INSTRUCTIONS FOR THE TASK =>
Can you copy out, word for word, the stretch of items from the line containing "of the thick" through the end of the items, both ends included?

----------------

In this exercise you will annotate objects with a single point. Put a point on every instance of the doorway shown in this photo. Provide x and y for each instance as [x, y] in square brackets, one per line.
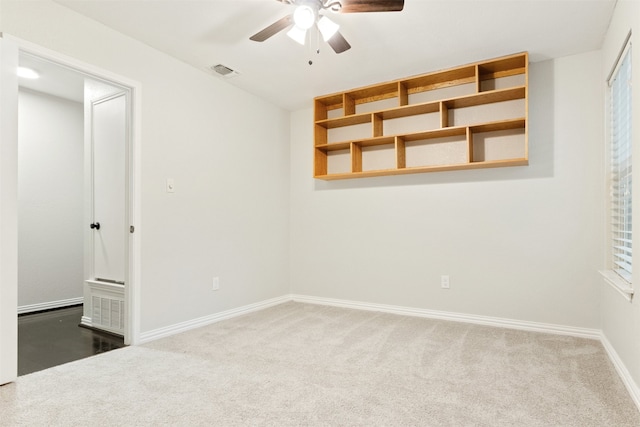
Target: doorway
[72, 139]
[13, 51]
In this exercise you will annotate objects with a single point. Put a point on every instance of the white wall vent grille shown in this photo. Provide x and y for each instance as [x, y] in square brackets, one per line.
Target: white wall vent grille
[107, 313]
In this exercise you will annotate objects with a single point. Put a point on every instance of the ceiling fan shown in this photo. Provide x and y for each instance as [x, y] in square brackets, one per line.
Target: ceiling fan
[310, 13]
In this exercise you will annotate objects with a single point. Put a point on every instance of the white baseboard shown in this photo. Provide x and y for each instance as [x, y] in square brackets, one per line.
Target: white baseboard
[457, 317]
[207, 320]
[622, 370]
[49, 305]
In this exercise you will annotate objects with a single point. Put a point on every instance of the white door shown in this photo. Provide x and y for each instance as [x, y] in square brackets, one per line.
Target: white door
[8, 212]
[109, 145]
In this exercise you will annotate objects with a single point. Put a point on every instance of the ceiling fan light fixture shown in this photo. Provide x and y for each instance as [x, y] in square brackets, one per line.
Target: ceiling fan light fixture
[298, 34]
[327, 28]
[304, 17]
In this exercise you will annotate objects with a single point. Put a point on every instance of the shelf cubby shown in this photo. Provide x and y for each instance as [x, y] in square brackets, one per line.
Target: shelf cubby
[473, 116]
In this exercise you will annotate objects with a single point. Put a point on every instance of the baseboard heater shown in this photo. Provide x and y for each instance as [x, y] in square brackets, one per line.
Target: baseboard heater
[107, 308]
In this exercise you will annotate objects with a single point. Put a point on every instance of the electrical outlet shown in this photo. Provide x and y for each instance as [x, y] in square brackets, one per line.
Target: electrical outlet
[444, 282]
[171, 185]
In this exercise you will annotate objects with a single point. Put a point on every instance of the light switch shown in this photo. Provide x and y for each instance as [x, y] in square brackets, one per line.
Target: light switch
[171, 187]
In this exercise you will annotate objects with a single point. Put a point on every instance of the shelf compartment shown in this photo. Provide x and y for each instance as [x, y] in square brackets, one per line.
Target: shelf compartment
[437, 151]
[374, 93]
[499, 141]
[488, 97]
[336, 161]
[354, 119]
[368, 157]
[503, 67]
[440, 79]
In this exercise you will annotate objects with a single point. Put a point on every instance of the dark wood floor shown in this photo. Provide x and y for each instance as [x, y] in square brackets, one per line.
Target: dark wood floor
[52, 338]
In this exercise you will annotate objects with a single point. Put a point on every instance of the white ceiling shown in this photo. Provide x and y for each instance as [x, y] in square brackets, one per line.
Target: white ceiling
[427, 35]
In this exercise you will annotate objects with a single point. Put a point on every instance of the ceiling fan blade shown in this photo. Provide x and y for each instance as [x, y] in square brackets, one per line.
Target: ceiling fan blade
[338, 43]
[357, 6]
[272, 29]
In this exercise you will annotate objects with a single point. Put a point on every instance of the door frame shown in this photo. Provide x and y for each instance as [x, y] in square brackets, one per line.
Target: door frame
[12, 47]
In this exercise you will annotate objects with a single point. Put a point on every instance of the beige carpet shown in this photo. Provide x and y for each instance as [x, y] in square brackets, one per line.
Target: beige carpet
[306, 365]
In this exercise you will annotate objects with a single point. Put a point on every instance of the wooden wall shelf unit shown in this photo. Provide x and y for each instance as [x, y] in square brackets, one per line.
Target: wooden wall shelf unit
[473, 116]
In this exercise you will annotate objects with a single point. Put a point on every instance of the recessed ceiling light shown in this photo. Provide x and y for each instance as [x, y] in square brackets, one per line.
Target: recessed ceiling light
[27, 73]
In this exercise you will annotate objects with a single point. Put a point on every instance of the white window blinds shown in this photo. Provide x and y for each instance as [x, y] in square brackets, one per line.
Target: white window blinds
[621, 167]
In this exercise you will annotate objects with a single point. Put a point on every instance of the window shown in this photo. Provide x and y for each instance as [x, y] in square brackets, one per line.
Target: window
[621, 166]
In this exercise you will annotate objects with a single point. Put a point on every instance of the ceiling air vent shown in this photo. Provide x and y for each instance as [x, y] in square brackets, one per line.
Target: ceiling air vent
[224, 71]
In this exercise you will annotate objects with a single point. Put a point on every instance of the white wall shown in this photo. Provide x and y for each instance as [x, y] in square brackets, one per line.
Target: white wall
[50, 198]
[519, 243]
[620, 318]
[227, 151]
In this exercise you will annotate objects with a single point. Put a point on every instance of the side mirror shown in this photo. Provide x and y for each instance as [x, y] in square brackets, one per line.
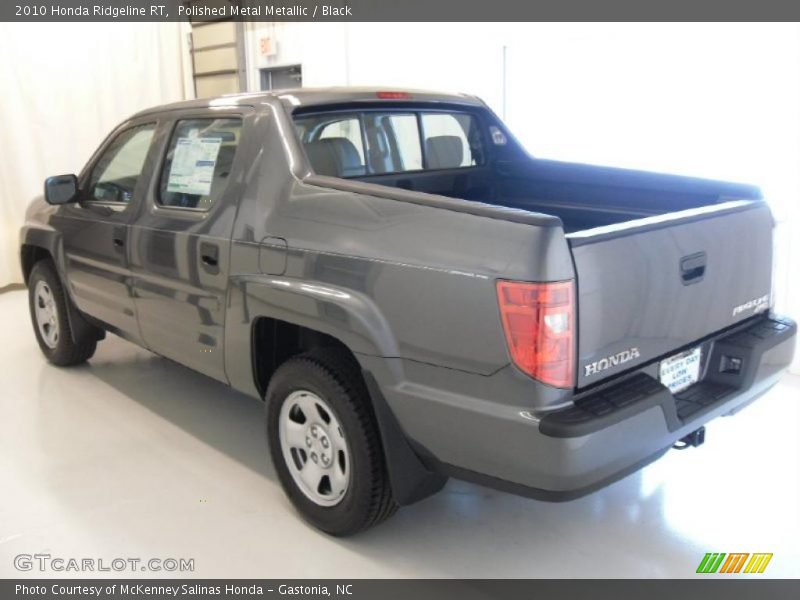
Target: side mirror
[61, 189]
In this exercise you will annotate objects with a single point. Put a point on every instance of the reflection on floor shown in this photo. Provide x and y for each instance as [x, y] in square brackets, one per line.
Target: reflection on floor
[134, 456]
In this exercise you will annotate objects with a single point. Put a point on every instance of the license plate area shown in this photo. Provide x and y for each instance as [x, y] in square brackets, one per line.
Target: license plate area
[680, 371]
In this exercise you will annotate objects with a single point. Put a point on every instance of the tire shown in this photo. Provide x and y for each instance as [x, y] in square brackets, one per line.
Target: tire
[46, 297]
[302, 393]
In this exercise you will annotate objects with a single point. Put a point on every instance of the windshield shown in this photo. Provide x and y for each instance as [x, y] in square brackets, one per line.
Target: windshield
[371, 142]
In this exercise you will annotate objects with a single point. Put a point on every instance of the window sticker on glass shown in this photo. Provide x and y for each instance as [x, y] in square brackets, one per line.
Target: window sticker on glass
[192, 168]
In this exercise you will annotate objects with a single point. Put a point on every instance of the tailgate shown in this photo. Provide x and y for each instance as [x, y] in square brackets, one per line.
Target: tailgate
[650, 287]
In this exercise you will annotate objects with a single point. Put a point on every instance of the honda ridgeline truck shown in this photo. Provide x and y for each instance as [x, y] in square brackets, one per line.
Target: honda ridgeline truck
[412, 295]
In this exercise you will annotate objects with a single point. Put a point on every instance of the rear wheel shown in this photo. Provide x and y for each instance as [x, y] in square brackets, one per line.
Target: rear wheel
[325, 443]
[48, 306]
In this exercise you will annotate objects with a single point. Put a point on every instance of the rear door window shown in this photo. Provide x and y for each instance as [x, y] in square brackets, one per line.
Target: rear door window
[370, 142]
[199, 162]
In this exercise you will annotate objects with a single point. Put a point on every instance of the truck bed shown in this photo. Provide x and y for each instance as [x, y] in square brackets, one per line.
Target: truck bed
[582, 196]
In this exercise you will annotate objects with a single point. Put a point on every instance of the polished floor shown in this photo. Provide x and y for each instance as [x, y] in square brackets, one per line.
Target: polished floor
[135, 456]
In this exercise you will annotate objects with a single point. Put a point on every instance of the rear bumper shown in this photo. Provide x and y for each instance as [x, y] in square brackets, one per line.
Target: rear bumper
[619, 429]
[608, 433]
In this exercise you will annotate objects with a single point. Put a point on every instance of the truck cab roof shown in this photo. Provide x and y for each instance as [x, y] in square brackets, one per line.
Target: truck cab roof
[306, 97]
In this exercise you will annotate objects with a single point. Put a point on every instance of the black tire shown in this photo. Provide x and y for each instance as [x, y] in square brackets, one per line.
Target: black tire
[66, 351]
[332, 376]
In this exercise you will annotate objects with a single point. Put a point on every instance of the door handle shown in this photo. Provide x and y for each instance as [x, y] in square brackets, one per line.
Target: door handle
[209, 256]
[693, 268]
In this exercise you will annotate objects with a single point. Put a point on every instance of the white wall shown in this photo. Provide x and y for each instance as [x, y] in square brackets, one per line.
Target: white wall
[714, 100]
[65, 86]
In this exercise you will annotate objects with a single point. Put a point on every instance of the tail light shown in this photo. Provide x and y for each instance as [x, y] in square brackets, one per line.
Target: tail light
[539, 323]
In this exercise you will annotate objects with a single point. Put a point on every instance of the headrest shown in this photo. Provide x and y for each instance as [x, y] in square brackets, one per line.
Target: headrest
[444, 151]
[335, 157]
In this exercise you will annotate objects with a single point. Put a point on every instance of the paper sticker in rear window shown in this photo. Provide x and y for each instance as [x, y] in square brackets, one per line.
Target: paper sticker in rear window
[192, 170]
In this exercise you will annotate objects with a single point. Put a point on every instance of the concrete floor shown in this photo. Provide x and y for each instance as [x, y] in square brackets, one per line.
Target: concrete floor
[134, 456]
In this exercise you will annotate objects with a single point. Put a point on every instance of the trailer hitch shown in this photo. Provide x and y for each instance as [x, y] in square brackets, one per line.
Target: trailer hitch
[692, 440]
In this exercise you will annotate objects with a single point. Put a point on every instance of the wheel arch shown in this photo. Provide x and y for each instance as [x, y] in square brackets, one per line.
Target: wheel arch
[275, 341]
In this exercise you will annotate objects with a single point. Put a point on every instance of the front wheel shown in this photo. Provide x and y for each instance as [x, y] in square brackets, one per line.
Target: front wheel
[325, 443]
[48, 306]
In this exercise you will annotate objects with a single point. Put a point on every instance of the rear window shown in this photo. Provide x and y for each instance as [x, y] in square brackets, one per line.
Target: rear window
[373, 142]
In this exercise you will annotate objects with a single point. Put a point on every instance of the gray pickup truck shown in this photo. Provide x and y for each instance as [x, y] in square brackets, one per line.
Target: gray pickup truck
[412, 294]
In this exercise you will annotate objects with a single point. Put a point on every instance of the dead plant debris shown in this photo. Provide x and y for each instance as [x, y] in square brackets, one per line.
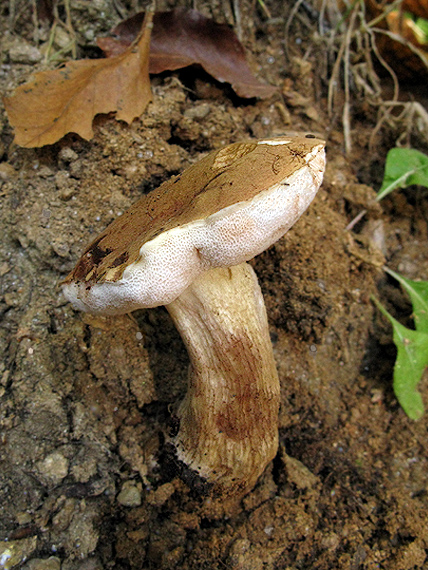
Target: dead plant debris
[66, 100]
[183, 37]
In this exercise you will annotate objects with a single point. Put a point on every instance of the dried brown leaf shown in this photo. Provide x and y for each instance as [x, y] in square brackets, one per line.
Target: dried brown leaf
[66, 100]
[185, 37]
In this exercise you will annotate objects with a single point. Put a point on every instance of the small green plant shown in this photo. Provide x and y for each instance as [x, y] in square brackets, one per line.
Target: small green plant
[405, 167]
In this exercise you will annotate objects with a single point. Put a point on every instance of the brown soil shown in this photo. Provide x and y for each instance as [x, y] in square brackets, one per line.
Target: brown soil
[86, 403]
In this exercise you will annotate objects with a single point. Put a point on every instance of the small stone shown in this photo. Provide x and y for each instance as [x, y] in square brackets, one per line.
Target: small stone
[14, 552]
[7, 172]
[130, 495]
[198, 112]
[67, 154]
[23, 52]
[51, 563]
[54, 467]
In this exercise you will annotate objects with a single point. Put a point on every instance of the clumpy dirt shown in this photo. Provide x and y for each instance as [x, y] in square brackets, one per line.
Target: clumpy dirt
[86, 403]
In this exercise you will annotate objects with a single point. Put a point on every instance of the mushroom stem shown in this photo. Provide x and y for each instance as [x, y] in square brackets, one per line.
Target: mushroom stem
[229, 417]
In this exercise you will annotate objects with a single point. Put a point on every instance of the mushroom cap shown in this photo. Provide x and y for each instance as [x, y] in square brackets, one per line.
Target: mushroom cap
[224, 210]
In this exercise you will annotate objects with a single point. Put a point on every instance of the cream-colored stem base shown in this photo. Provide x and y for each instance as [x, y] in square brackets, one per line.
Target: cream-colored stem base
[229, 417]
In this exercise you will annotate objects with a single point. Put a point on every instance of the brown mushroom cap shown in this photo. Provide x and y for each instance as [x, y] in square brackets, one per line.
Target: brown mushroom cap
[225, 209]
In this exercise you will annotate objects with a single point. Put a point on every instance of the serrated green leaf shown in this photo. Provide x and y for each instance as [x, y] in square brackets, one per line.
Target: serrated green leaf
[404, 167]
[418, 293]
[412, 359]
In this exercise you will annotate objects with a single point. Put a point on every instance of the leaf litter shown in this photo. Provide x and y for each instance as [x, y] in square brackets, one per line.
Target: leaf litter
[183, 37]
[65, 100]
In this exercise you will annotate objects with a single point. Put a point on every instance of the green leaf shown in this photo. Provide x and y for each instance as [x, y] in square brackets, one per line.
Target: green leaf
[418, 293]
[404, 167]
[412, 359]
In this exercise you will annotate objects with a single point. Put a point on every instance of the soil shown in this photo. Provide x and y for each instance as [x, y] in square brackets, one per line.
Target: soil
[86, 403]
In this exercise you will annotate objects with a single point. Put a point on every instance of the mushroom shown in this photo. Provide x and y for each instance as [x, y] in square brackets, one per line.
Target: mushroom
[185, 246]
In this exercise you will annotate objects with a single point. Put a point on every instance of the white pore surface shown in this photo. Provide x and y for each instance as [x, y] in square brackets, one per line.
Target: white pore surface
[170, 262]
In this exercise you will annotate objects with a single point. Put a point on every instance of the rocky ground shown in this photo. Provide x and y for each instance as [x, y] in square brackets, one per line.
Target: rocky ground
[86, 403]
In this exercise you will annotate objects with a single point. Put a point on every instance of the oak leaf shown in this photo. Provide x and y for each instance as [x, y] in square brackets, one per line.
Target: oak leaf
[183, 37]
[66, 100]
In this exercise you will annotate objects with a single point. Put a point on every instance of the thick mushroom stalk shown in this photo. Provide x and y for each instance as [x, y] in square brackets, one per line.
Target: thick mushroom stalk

----------------

EXPECTED ANSWER =>
In this exercise you will annotate objects with a single point. Put a point on every instance of the thick mushroom stalk shown in this photo. Provide x and y for each instance as [x, y] in square brackets, one per line.
Target: thick mushroom stalk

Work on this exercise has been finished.